_GIVEN EXERCISE_
Find each line of the listing that contains the string "outline" and copy those lines.

====== SUPPLIED RECORDS ======

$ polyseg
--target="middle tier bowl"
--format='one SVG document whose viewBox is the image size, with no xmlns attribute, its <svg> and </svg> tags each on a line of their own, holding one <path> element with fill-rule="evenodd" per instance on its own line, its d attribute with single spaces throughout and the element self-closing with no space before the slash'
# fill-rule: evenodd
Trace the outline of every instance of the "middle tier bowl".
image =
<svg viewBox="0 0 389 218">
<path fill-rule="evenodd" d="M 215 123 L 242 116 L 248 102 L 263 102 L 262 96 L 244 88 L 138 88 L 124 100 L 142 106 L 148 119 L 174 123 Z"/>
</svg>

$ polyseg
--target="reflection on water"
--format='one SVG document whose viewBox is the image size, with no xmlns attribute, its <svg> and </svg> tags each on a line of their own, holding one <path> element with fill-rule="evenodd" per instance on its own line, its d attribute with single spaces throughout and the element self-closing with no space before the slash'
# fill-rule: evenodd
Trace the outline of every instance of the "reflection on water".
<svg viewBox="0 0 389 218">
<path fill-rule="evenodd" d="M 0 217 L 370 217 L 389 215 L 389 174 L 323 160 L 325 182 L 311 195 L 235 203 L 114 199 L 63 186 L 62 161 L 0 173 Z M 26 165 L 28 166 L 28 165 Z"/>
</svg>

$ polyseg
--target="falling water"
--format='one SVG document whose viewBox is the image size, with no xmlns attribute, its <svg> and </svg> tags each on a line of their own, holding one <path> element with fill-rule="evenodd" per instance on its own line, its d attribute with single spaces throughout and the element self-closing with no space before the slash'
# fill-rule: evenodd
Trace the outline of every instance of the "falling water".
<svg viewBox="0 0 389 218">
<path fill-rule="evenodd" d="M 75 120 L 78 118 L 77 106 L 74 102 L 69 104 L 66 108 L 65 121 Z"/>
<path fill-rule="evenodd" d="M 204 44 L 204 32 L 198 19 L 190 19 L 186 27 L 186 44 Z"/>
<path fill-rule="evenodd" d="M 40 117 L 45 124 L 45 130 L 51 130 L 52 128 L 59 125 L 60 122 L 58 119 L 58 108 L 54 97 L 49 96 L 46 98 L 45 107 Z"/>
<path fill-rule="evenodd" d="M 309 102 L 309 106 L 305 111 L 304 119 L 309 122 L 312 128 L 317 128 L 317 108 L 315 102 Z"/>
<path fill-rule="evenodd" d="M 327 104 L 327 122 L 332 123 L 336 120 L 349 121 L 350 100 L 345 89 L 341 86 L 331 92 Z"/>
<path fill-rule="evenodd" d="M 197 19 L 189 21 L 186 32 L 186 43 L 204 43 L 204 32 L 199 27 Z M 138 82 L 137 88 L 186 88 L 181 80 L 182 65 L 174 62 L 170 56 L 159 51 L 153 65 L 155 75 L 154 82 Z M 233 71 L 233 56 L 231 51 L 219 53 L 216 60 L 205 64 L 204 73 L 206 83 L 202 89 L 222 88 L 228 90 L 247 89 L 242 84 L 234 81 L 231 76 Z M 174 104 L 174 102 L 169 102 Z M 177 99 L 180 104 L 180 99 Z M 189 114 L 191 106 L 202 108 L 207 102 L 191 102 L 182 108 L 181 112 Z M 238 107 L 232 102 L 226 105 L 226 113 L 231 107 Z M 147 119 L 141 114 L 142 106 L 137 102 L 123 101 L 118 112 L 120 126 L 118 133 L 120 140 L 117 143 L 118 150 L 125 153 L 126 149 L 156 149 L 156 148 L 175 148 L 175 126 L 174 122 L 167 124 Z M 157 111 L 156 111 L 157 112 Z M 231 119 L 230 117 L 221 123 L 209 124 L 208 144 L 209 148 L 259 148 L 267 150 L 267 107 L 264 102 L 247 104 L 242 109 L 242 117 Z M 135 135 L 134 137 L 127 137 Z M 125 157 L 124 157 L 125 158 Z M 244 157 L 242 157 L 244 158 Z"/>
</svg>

======

_WRITTEN SOLUTION_
Trace the outline of every instance of the "middle tier bowl".
Trace the outline of every instance of the "reflection on water".
Trace the outline of every instance of the "falling water".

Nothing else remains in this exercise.